Given problem =>
Rewrite the listing below as a numbered list with one line per number, leaving out any blank lines. Omit the pictures from your answer.

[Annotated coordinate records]
━━━
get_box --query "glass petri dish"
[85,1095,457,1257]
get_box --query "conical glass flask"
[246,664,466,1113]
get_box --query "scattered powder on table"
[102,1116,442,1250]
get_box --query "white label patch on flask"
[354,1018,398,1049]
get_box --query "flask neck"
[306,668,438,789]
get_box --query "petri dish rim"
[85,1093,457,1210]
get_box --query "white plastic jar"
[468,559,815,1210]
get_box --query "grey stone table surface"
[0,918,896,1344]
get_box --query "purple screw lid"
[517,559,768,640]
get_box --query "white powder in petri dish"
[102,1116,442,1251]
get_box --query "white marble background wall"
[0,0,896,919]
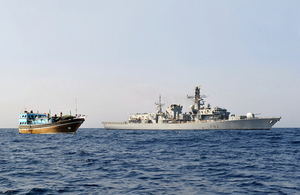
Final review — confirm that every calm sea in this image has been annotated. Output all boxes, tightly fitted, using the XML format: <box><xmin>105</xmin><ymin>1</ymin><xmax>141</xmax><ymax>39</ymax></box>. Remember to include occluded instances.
<box><xmin>0</xmin><ymin>128</ymin><xmax>300</xmax><ymax>195</ymax></box>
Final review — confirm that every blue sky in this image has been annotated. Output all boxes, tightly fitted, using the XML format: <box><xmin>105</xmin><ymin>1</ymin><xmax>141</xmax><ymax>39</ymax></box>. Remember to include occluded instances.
<box><xmin>0</xmin><ymin>0</ymin><xmax>300</xmax><ymax>128</ymax></box>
━━━
The answer =>
1. get_box --query "glass petri dish"
2. [85,1095,457,1257]
3. get_box --query "conical glass flask"
4. [246,664,466,1113]
5. get_box --query "scattered powder on table"
6. [102,1116,442,1250]
7. get_box --query "white label patch on flask"
8. [354,1018,398,1049]
9. get_box --query "flask neck"
10. [306,668,438,789]
11. get_box --query "petri dish rim"
12. [85,1093,457,1210]
13. get_box --query "white plastic jar"
14. [468,559,815,1210]
15. get_box --query "grey stone table surface"
16. [0,918,896,1344]
17. get_box --query "purple screw lid"
18. [517,559,768,640]
19. get_box --query "white powder in petri dish"
20. [102,1116,442,1251]
21. get_box --query "white marble background wall"
22. [0,0,896,919]
23. Final review — confirm that every calm sea in this image has been annotated. Output all boxes, tightly fitted, using the XML format: <box><xmin>105</xmin><ymin>1</ymin><xmax>141</xmax><ymax>39</ymax></box>. Remember to include occluded instances.
24. <box><xmin>0</xmin><ymin>128</ymin><xmax>300</xmax><ymax>195</ymax></box>
25. Final review — confirm that every blue sky in this image has been annotated. Output all boxes, tightly fitted, using the XML format: <box><xmin>105</xmin><ymin>1</ymin><xmax>141</xmax><ymax>39</ymax></box>. Remember to include occluded instances.
26. <box><xmin>0</xmin><ymin>0</ymin><xmax>300</xmax><ymax>128</ymax></box>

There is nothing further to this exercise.